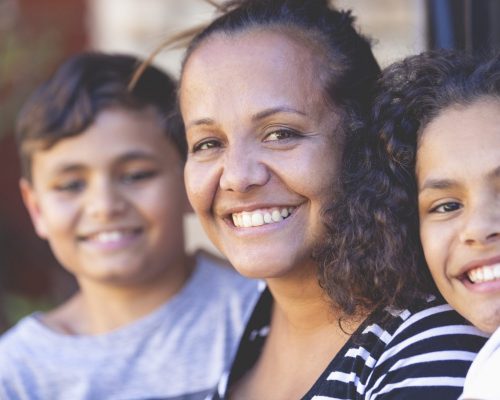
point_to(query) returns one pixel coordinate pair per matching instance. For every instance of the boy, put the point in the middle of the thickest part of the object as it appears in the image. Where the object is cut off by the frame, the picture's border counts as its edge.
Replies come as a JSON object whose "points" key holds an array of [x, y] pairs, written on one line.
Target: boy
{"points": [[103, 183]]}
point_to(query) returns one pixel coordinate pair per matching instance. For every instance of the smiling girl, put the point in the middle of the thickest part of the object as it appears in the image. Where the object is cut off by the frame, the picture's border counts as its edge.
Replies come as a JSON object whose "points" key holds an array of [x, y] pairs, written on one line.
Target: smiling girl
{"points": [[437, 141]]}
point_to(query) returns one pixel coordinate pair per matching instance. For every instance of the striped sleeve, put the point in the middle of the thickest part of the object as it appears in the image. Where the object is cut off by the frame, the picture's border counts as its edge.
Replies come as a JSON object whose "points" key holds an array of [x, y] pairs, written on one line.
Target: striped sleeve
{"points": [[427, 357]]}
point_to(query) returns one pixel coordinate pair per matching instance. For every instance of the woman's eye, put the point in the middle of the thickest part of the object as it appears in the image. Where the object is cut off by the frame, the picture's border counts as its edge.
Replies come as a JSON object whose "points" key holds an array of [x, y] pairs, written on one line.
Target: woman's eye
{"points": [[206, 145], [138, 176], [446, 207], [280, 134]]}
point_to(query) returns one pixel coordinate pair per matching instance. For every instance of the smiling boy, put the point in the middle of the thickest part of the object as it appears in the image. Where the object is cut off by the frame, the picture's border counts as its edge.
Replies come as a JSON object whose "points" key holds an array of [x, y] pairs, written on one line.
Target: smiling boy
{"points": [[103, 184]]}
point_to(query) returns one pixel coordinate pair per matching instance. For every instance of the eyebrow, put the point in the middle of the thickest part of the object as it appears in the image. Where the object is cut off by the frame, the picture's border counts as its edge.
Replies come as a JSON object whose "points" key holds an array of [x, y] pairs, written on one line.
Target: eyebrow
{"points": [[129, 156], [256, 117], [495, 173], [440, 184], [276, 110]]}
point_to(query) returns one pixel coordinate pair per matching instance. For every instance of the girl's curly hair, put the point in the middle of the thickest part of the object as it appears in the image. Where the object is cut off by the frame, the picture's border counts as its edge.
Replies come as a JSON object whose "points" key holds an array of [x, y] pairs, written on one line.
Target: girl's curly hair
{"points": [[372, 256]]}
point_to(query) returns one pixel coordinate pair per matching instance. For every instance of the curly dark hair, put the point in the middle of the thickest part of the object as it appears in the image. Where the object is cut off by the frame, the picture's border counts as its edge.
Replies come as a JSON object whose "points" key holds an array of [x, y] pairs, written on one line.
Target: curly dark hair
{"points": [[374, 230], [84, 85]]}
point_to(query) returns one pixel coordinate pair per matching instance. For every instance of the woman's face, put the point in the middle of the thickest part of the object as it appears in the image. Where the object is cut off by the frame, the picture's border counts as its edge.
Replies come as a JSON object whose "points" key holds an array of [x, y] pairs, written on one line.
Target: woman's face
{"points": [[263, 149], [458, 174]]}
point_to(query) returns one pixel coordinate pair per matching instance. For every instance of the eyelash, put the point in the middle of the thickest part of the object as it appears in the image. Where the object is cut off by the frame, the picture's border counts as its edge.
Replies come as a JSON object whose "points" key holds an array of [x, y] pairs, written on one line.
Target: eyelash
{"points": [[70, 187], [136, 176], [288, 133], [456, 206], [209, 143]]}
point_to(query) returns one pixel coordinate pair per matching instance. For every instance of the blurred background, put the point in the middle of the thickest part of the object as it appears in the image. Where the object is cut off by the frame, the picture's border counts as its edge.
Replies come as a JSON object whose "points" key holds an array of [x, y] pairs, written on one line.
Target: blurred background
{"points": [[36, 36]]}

**THE PROBLEM**. Repeat the data exactly, dropping every picture it holds.

**FULL OUTPUT**.
point_to(query) returns one pixel coordinate pair per matching instance. For every instance of the boy, put the point in the middle of the thickest part of the object as it appears in the image. Where the object is cut off by the frame, the picture's border counts as its edge.
Replies come as a JSON object whose "points" key holds an array of [x, y] pairs, written on one line.
Target: boy
{"points": [[103, 183]]}
point_to(query) returns one pixel coordinate pair per matching instance. For every instance of the smiling girl, put the point in the middle of the thickest part of the object as it appears in the image. Where the object is cut off by the frame, the picture's border counts as its edge.
Replies come as a JSON object whose "points" key holds an array of [x, y] pairs, written on one line.
Target: smiling girl
{"points": [[437, 141]]}
point_to(query) returns one pixel coordinate pair per matching instance. For every instance of the striped sleeve, put the point in the middle of the thickest part of the object as it appears in the image. Where the object is cut off by the frame, the picture's border counts as its edge.
Replies come as a JSON object whose "points" key holds an array of [x, y] pairs, written on one line.
Target: striped sleeve
{"points": [[427, 357]]}
point_to(query) returns one pixel coordinate pair per matching instance. For every instance of the woman's eye, put the point in the middle of the thickest part of the object as it appears in the image. Where the object is cut off by the frame, the picture's border counts as its edge.
Replies come as a JSON object whose "points" key holds an array of [x, y] pairs, written on one line.
Target: woman's eye
{"points": [[206, 145], [138, 176], [446, 207], [280, 134]]}
point_to(query) returns one pixel coordinate pair per matching instance. For every instance of the smiling boy, put the point in the middle of the thickest part of the object as it appears in the image. Where the object is cut off by the frame, the picture's border counts as its edge.
Replies come as a JSON object whose "points" key holds an array of [x, y] pairs, written on one line.
Target: smiling boy
{"points": [[103, 184]]}
point_to(query) returns one pixel coordinate pair per matching instance. For every instance of the eyebrow, put the point in the middle of the thickest part of the object as it appears in the image. Where the object is cut off by the frame, the picture's border counts as its edge.
Replies come as a JSON object whose "points" key holds an array of [x, y] pairs, written on one line.
Target: eyebrow
{"points": [[129, 156], [256, 117], [495, 173], [440, 184], [276, 110]]}
point_to(query) returns one pixel coordinate pair per matching instance. For every instance of the girl's curly hair, put the point in the middle of the thickest part of the object as it appears in the image. Where the object is cut off by the frame, the picture's border counts as its edge.
Replies come as a JSON object whose "points" key holds an array of [x, y] pairs, written on one line.
Target: girl's curly hair
{"points": [[372, 256]]}
point_to(query) returns one pixel coordinate pair per matching instance. For every instance of the curly dark hair, put the point in the middle of the thickest part of the object as it appears in the image. Where the object is cut off by the frame, the picture's border counts as its edge.
Replies come as a JSON object whose "points" key holds an array of [x, y] pairs, written on one line.
Target: curly dark hair
{"points": [[374, 230], [84, 85]]}
point_to(query) returns one pixel coordinate pair per matching instance. For every instance of the woman's face, put the point in the middle of the thickest part of the object as it appears in the image. Where the object is cut off by the frame, the picture's border counts as its edge.
Replies come as a JSON object whose "points" key holds an array of [x, y] pairs, written on one line.
Target: woman's face
{"points": [[263, 149], [458, 174]]}
point_to(query) returns one pixel coordinate pair per matching instance. For every instance of the eyelash, put the point in the middle of the thickest part of the object as it appears in the image. Where the object is cut off by the frame, the picture's border counts as its edge.
Replies come as a JSON object whose "points" key holds an array of [x, y] pairs, written on one line.
Target: eyelash
{"points": [[70, 187], [136, 176], [288, 133], [456, 206], [209, 143]]}
point_to(query) returns one pixel coordinate pair per matching instance. For every instance of the blurred background, put the point in the middle of the thickest part of the object as it appears in the image. Where the object is cut off by the frame, the picture's border counts as its edge.
Replies come as a JSON object whose "points" key holds an array of [x, y] pairs, written on one line.
Target: blurred background
{"points": [[36, 36]]}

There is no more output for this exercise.